__Assignment__:
Below are records to repeat exactly. Omit the pictures from the copy.

[Available data Boundary: Start]

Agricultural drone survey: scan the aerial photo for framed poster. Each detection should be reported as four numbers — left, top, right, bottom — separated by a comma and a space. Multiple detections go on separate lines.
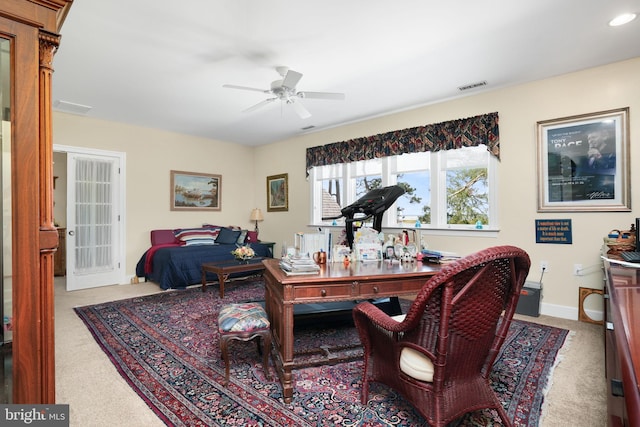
170, 170, 221, 211
267, 173, 288, 212
536, 107, 630, 212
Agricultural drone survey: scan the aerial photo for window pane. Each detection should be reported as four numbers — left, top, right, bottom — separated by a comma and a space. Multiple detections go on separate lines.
396, 171, 431, 227
442, 146, 490, 226
321, 179, 343, 222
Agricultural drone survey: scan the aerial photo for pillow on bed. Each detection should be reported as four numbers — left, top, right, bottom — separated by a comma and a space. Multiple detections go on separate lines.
236, 229, 248, 244
151, 229, 179, 246
174, 228, 219, 246
215, 227, 242, 245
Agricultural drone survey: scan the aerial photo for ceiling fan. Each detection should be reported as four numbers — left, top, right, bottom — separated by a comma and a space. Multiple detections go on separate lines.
223, 66, 345, 119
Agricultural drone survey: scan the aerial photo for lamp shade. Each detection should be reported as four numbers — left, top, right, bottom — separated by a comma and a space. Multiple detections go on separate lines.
250, 208, 264, 221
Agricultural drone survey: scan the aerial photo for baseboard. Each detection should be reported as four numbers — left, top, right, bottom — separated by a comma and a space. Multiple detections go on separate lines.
539, 301, 603, 322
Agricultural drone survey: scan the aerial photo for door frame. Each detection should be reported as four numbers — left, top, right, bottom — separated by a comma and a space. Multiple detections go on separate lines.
53, 145, 127, 288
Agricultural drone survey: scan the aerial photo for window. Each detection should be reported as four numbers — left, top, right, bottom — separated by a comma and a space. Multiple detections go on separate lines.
310, 145, 497, 230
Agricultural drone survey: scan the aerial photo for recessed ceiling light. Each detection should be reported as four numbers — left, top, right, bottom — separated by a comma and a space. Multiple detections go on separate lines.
609, 13, 637, 27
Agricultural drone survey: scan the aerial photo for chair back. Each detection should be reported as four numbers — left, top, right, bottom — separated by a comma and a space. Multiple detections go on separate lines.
402, 245, 531, 386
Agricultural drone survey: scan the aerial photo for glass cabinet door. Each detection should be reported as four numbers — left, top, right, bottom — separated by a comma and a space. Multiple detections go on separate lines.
0, 36, 12, 403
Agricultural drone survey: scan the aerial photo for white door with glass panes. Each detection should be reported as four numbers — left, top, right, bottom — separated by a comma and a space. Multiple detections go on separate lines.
63, 149, 125, 291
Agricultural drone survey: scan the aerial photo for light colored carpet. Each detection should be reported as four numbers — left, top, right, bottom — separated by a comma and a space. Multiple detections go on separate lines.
55, 278, 606, 426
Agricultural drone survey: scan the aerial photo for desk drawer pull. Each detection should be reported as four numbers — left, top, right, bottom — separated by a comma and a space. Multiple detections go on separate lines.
321, 289, 327, 297
372, 286, 379, 293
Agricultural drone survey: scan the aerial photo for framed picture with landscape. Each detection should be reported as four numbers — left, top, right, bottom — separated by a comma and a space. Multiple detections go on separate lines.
536, 107, 630, 212
170, 170, 221, 211
267, 173, 288, 212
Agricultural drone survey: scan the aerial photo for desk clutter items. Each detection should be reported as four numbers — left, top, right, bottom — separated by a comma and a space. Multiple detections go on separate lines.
604, 225, 636, 258
352, 227, 384, 261
279, 254, 321, 275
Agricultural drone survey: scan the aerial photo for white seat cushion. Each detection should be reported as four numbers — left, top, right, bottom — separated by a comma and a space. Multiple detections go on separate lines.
390, 313, 435, 382
399, 347, 434, 382
391, 314, 406, 322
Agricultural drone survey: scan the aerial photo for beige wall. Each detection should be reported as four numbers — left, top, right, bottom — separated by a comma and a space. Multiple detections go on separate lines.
52, 116, 260, 283
255, 57, 640, 319
54, 57, 640, 319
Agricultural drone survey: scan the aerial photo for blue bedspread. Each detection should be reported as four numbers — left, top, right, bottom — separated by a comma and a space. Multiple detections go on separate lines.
135, 243, 272, 290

[Available data Boundary: End]

__Exercise solution__:
Agricultural drone survey: scan the aerial photo for framed poster. Each detection should be reported as four numbers — left, top, right, bottom — separated by a comma and a space. Multiple detections go on separate lines.
170, 170, 221, 211
267, 173, 288, 212
536, 107, 630, 212
Agricultural drone survey: scan the aerial photo for window pane. Each detection should be reported as four numbers — left, top, right, bottom — separated by a comma and a space. Multiple detections go on separate lines.
396, 171, 431, 227
442, 146, 490, 226
321, 179, 343, 222
Agricultural drone survey: scan the aerial photo for pillow on bed. Each detection should be reported as four numbers — left, top, right, bottom — separated by a comma and a space. Multiple detections go on separate lines.
236, 229, 248, 244
151, 229, 179, 246
174, 228, 219, 246
215, 227, 242, 245
Agricultural drone survey: scan the aerial photo for ceiling fan. Each detection should be reported as four numbers — left, top, right, bottom — separated by a comma and a space. Multiple detections go on separate lines.
223, 66, 345, 119
Agricultural drone survey: scan the aerial photo for lamp shade. Each detection should be reported as four numbers — left, top, right, bottom — separated by a comma and a space. Multiple detections go on separate lines.
250, 208, 264, 221
Agricultural drone survey: scan the aerial photo for baseboard. Each detection should be reported as four numbers — left, top, right, bottom — separated by a comma and a space. Multiple detections go on separate lines.
539, 301, 603, 322
Agricultural drone survey: scan the aerial photo for door frame. Each detection should be reported as four numbers — left, top, right, bottom — separated by a comma and a space. Multiple detections go on separate lines.
53, 145, 127, 288
Agricultural drone survey: scan the aerial photo for window. Each detection should be reported as four numbers — left, top, right, bottom — separated by a comma and a space. Multiple detections go on separate lines.
310, 145, 497, 230
Agricultural drone survey: scan the aerial photo for recessed ceiling light. Each detection should be reported as four numbers — left, top, right, bottom — separated by a comma and a space. Multiple detections go on separate lines.
609, 13, 637, 27
Agricultural drone survey: scan the aerial photo for chair back. Each detection should be reported as four numbers — left, top, right, bottom — separated by a comma and a space. Multiple detections go on separate lines.
402, 245, 531, 386
Agricultural drone survey: scan the aerial photo for glass cabinet door. Each detection should be reported as four numbers — left, top, right, bottom — separated by a comma and a space. Multiple detections go on separate lines.
0, 36, 12, 403
Agricultural drone survey: scan the aerial photo for white door with glass panes. Each detection should be reported as four numbers — left, top, right, bottom — separated by a comma and a space. Multiple detections go on separate lines.
63, 149, 125, 291
Agricultural drone survey: scan the aerial photo for light colored carpet. Each detection should be reported as four numbers — left, top, right, bottom — separated by a comma and a space. Multiple detections go on separate lines.
55, 278, 606, 426
Agricultural drone survey: scan the aerial photo for desk drawer pull. Each detection should be reported as four numbers — left, top, right, bottom — separated by a comma and a space. Multiple detections go on separate lines.
321, 289, 327, 297
372, 286, 379, 293
Agricultural drone survey: scan the aerial photo for framed picture with landscape. Each detection should be reported as four numbers — left, top, right, bottom — separated by a comma and a space. Multiple detections go on separate lines.
536, 107, 630, 212
170, 170, 221, 211
267, 173, 288, 212
Agricultural drone survey: scan the aerial photo for desk clutter items. Each detection should be reported as four numbers — left, top, right, bottom — separated by a comma and a space. Multiple detections go on separate lines.
604, 225, 636, 258
352, 227, 384, 261
279, 254, 321, 275
Agricultural drone survey: scan the aerial photo for white seat cushion. Each detection should be reported as four numbers — left, top, right, bottom — separated by a comma and a space. Multiple detections go on separate lines.
390, 313, 435, 382
399, 347, 434, 382
391, 314, 406, 322
Agricultural drone survey: scan the aerial photo for beige wall. Each detection should be reported as four numbers — left, top, right, bottom — separated by a comma and a space. Multiple detections go on separate lines.
52, 116, 260, 283
255, 57, 640, 319
54, 57, 640, 319
Agricultural drone survey: scan the aerial photo for blue bedspread. Each detection should be reported as four numbers — left, top, right, bottom — separated by a comma and a space. Multiple detections go on separate lines.
135, 243, 272, 290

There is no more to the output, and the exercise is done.